Exercise goal: Your task is to repeat exactly the lines below between the line holding "Target: yellow legged gull" and the line holding "Task: mark each instance of the white head", inclusive, and only those.

[Stored records]
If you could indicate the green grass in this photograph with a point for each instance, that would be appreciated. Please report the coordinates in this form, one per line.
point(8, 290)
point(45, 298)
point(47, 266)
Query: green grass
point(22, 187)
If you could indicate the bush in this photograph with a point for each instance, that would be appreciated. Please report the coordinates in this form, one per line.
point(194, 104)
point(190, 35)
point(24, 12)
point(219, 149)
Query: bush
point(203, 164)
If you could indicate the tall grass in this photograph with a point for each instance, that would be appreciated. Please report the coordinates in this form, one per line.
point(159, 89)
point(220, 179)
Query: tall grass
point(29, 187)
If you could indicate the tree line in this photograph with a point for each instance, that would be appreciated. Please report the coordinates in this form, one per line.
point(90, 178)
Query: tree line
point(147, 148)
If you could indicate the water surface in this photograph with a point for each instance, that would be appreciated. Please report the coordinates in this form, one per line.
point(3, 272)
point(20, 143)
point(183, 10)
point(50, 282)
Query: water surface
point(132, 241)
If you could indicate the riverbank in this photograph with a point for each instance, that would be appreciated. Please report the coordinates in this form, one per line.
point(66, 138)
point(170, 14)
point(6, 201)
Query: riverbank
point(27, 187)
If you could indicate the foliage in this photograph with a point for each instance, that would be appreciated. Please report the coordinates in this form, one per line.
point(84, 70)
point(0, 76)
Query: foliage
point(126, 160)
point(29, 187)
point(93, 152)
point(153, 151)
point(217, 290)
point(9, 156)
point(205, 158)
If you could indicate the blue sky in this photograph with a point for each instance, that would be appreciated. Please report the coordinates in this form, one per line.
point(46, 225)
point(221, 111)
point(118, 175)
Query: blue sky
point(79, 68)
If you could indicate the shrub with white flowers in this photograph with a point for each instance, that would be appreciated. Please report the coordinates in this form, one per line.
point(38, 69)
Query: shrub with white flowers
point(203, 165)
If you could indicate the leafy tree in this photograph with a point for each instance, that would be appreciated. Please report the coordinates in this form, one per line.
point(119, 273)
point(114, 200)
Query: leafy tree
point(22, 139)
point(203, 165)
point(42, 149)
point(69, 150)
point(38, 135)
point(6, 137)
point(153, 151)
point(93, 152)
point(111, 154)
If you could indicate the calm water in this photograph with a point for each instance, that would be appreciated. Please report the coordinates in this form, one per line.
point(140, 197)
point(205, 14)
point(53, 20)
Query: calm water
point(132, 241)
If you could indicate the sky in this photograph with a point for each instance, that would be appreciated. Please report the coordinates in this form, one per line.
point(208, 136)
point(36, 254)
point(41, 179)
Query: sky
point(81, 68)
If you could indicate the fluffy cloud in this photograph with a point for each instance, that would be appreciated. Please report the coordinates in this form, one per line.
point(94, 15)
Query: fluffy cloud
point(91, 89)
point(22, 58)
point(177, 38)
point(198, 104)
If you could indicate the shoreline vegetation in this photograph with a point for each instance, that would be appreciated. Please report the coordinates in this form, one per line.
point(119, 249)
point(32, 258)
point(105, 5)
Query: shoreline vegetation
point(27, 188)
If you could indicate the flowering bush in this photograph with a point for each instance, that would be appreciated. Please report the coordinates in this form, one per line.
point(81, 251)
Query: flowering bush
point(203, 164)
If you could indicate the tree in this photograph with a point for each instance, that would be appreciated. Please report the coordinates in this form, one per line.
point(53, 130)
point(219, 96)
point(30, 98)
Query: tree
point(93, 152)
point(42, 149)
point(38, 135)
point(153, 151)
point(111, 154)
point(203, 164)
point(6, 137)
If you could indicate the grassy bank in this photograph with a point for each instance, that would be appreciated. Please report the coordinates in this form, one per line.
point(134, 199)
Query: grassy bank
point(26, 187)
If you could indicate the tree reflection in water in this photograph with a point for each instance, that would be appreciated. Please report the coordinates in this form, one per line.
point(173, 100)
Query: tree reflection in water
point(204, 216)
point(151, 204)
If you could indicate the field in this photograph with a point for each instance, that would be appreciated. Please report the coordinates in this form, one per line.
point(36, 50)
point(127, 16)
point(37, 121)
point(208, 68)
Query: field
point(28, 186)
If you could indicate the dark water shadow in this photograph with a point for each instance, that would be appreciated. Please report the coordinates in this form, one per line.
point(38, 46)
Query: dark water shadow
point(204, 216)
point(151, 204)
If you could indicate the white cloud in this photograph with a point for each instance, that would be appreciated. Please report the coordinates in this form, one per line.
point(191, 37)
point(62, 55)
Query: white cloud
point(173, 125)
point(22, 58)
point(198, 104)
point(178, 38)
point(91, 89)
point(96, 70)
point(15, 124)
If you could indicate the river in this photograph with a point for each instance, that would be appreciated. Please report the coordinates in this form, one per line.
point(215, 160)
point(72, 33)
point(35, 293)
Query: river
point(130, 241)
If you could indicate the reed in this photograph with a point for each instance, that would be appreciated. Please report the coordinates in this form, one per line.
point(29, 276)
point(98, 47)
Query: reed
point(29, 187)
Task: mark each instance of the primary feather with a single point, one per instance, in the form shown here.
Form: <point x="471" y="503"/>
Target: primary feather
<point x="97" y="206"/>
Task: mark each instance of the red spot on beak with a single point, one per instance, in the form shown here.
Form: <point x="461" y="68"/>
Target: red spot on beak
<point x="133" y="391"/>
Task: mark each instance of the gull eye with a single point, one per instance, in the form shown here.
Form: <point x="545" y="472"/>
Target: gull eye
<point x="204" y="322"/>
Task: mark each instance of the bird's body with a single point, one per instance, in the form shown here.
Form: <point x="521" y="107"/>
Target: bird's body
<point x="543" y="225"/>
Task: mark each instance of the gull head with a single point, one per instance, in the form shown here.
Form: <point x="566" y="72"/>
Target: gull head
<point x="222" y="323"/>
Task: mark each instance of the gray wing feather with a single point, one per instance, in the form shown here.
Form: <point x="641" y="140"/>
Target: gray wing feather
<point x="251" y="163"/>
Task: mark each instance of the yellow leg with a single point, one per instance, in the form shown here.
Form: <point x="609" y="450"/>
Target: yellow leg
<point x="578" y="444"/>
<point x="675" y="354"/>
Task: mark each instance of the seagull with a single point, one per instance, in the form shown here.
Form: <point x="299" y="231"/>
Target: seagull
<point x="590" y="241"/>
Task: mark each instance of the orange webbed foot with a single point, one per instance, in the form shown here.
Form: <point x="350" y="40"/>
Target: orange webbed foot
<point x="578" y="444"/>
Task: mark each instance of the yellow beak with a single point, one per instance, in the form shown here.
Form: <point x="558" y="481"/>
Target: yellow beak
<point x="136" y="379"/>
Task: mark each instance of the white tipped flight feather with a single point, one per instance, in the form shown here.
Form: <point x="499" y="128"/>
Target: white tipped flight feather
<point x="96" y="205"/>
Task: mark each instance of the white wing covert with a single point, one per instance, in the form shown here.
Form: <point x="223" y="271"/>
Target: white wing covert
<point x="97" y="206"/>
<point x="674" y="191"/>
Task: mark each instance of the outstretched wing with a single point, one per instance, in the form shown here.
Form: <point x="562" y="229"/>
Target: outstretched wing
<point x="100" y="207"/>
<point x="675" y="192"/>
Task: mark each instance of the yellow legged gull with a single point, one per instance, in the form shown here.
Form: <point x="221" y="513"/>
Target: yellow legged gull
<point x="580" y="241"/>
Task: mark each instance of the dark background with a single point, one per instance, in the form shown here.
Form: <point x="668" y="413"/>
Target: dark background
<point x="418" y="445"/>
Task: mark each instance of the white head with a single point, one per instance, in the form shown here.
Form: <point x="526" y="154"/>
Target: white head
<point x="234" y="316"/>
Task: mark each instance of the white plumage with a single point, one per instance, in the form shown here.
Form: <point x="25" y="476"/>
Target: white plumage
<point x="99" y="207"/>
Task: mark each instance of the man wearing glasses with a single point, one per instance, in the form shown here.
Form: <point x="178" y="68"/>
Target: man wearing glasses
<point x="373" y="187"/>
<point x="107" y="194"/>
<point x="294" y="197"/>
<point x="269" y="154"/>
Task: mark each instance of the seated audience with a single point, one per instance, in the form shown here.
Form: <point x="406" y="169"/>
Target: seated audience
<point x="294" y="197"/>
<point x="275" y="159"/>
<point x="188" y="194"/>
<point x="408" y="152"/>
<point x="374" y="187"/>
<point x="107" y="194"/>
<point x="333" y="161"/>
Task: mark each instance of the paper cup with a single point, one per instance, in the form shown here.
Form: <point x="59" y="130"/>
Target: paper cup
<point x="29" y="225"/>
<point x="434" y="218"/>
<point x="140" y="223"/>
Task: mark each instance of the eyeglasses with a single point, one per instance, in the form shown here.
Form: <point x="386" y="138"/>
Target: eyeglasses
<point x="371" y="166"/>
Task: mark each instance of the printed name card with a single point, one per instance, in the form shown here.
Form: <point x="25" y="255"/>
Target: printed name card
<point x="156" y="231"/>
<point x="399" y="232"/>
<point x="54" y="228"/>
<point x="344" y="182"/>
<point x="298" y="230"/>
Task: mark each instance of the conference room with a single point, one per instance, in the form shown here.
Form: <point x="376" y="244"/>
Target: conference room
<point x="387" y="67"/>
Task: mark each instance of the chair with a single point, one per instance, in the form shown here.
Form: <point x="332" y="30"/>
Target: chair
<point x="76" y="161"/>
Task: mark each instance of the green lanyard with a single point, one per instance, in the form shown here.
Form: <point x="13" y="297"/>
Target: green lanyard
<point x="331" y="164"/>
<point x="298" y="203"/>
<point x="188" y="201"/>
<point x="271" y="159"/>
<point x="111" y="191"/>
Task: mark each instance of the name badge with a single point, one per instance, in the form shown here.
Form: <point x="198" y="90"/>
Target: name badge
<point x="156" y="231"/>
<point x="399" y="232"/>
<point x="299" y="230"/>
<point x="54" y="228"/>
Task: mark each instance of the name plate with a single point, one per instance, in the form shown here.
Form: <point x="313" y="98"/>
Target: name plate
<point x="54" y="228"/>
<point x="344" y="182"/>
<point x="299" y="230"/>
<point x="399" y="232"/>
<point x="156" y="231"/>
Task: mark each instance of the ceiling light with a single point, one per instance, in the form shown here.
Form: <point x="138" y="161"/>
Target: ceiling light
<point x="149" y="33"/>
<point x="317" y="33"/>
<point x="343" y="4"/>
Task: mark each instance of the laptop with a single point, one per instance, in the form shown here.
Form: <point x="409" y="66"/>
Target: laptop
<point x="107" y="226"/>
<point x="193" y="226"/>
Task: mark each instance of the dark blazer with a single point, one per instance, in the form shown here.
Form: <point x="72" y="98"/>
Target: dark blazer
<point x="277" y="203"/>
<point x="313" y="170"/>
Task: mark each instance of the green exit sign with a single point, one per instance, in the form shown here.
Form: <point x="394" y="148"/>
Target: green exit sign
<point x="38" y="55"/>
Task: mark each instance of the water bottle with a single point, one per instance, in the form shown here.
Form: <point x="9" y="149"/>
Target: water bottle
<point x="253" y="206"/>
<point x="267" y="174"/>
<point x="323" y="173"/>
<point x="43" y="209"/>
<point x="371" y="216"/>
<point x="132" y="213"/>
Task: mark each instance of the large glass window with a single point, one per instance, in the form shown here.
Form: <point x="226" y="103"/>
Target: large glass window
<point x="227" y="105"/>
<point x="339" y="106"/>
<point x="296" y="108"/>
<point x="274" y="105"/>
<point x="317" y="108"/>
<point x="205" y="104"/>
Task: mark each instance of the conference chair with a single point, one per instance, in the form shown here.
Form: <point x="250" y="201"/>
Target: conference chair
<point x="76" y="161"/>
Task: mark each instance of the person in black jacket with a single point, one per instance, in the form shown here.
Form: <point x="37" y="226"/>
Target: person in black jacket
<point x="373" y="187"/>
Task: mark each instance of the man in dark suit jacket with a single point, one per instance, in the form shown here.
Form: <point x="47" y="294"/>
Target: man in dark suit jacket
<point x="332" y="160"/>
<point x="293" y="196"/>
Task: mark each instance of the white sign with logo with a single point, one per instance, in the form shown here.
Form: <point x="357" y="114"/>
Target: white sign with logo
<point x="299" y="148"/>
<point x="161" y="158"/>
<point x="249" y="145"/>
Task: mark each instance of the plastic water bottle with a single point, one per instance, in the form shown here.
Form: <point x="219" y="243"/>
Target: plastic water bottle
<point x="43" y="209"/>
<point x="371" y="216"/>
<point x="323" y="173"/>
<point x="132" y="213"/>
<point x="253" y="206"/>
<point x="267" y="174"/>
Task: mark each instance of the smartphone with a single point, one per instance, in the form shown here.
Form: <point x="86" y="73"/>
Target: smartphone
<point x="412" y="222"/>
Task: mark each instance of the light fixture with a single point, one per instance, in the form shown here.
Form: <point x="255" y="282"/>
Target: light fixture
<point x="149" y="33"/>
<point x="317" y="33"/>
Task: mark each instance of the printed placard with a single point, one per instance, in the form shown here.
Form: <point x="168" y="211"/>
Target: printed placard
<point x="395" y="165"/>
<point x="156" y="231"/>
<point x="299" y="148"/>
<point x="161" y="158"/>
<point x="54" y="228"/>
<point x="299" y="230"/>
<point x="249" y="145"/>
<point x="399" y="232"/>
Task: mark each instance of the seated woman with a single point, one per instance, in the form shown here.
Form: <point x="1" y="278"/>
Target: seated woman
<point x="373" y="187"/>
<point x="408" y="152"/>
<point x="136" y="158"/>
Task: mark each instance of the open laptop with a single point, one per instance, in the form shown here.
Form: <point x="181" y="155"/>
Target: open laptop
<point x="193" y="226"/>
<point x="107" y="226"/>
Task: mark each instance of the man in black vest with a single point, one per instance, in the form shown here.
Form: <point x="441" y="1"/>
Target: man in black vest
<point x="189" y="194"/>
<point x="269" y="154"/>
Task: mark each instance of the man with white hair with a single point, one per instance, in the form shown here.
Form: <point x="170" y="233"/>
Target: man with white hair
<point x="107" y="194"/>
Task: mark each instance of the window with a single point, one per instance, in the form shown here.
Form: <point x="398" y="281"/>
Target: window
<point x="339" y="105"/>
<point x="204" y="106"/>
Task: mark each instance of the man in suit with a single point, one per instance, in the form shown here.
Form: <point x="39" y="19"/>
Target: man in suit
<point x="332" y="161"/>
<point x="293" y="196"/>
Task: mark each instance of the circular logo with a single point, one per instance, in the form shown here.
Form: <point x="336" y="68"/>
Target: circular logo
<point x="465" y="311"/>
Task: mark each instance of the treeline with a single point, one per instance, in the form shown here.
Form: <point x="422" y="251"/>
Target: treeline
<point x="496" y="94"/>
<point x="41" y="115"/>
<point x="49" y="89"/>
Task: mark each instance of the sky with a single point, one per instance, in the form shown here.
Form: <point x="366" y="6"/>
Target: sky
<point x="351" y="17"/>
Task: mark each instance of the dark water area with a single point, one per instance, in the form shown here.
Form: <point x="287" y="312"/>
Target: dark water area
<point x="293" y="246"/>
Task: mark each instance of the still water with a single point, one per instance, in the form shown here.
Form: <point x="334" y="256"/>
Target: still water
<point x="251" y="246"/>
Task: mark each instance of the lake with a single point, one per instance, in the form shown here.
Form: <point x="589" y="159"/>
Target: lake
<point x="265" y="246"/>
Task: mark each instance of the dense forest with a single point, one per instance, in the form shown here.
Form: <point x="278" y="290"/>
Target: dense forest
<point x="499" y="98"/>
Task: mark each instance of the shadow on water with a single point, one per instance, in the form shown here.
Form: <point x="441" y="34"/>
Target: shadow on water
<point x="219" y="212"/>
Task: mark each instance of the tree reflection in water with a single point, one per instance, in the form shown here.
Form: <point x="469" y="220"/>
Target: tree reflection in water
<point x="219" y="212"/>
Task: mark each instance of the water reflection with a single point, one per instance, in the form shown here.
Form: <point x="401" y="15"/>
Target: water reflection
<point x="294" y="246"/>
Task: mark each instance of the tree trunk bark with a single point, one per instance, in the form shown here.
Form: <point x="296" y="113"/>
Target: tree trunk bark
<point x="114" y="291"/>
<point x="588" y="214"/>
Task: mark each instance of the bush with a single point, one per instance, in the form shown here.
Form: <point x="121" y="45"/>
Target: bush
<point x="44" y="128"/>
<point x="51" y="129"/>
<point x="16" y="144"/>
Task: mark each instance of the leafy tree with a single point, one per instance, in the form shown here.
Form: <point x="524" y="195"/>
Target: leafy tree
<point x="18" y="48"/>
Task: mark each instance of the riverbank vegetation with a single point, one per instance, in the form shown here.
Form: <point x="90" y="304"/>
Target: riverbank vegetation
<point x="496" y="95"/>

Answer to the problem:
Target: yellow legged gull
<point x="580" y="241"/>
Task: mark each instance of the dark background with a single point, one per instance, in the form shown here.
Form: <point x="668" y="413"/>
Target: dark background
<point x="418" y="445"/>
Task: mark each instance of the white head with a single point, one per instance, in the form shown here.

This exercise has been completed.